*** Opening of Text provided ***

1.17.2023

Finding Your Voice

Telling a novel in a distinctive style is both the most difficult and necessary job a writer undertakes. If the prose has a certain flair, readers are caught up in it. Literary agents and editors look for that swagger first and foremost. For them, unique should define not only the story but the storytelling.

If you are like most beginning writers, you may well wonder how you can achieve such a style. When you write out a sentence, it looks flat, like reportage. That approach is fine for explicating plot, because you do need to figure out how the story unfolds. Yet that initial thrust should be regarded as only a phase. You have moved around the chess pieces like so; now, how do wooden figures gain full life?

You need to experiment. If you’re only writing one way, and that way keeps you at a reporter’s distance from the point-of-view character, you need to break free of yourself. How do you do that practically? You write the same material from different points of view. 

Let’s pick one example to demonstrate the rule. Assume the heroine’s favorite aunt is dying from a long-term illness. In order to connect with the heroine in a meaningful fashion, try two opposing approaches. 

In the first, the heroine is close to the aunt in the later stages of her terminal condition. What is involved in that disease, such as medical equipment, and how does the character feel seeing her aunt subjected to it? You could write about a dialysis treatment, for instance. Sure, you can describe the soulless flashes of the monitor lights, but the exercise is focused on feelings. If the character feels disgust toward a procedure, what is the follow-up emotion? Compassion or I’m never coming here again? Explain to the reader why she feels that way. Go ahead and keep nattering about that position, justifying it, examining the alternatives, comparing it to other experiences she’s had with the aunt. Why can’t we just go back to that time?

*** Close of Text provided ***

## What to work on
**A.** Why does the article on finding your voice say that flat, reportage-style sentences are acceptable at first?
**B.** In the article on finding your voice, what situation is used to demonstrate writing the same material from different points of view?
**C.** Continue the article on finding your voice from its final sentence.

*** Opening of Available data ***

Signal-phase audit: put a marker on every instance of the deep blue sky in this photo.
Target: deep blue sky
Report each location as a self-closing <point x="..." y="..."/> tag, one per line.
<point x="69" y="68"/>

*** Close of Available data ***

## Expected responses
**A.** That plain approach works for laying out the plot, because the writer needs to figure out how the story unfolds. The article treats it as only an initial phase before bringing the characters to full life.

**B.** The heroine's favorite aunt is dying from a long-term illness.

**C.**
Now write about the experience from the point of view that the heroine has drifted apart from her aunt over the years. The physical condition she finds vaguely horrible, but their halcyon days together have long passed anyway. Now place her in the doctor’s office as he explains what happens during dialysis. Is she ever going through those double doors, beyond which she sees the machines? If not, how does she justify that to herself? How does she talk to the doctor, defending her decision not to do that? Again, don’t worry about how well the doctor explains the treatment. What is the heroine thinking?

Exercise: Once you have tried those two exercises, now flip the script. The distant niece is stuck in the room next to the machine, and the close one is listening to the doctor’s prefatory remarks. You are finding out, through making decisions for the character, how you want to tell the story.